WRITTEN REQUEST = Find the line that contains "Locate the dry"; then retype it and each line after it, exactly, through the final line of the data below.

DATA EXTRACT =
··········

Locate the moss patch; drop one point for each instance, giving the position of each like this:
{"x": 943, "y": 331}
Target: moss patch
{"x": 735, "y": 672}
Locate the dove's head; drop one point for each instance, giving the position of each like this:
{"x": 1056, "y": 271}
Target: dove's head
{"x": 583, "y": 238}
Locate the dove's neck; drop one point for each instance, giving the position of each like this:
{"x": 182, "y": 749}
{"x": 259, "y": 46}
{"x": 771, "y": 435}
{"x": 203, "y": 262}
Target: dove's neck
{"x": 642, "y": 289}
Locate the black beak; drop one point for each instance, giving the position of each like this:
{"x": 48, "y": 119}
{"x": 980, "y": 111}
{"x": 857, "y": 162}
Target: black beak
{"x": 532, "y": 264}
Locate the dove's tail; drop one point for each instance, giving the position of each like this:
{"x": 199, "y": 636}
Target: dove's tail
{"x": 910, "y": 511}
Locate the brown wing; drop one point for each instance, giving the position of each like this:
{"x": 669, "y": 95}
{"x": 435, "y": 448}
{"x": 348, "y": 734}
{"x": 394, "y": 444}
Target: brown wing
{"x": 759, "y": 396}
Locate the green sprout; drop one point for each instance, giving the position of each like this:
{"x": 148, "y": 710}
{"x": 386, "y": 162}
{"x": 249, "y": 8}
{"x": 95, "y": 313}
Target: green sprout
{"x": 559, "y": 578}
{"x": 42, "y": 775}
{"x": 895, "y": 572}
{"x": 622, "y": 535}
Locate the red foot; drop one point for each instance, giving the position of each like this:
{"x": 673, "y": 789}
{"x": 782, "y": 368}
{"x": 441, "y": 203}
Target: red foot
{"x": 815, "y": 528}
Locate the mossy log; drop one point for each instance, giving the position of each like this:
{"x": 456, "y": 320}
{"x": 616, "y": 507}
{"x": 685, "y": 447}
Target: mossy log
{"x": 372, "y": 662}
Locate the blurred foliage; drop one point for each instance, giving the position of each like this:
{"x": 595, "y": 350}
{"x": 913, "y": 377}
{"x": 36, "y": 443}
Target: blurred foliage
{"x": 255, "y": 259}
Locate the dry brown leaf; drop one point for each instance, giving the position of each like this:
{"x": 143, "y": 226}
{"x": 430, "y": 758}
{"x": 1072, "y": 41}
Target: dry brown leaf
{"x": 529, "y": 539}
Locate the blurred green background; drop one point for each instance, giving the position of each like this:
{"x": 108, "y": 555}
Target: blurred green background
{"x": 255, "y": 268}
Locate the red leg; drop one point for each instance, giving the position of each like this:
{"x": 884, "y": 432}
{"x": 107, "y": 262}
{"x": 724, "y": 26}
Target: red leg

··········

SOLUTION TO THE EXERCISE =
Locate the dry brown leaf; drop one point for each instance, giving the position of each like this:
{"x": 143, "y": 226}
{"x": 430, "y": 758}
{"x": 1072, "y": 41}
Target: dry brown leaf
{"x": 529, "y": 539}
Locate the blurred green background; drop one point for each instance, giving the position of each like this:
{"x": 108, "y": 555}
Target: blurred green background
{"x": 255, "y": 268}
Locate the red leg; drop one point for each instance, giving the position of each like this:
{"x": 884, "y": 432}
{"x": 107, "y": 262}
{"x": 724, "y": 26}
Target: red leg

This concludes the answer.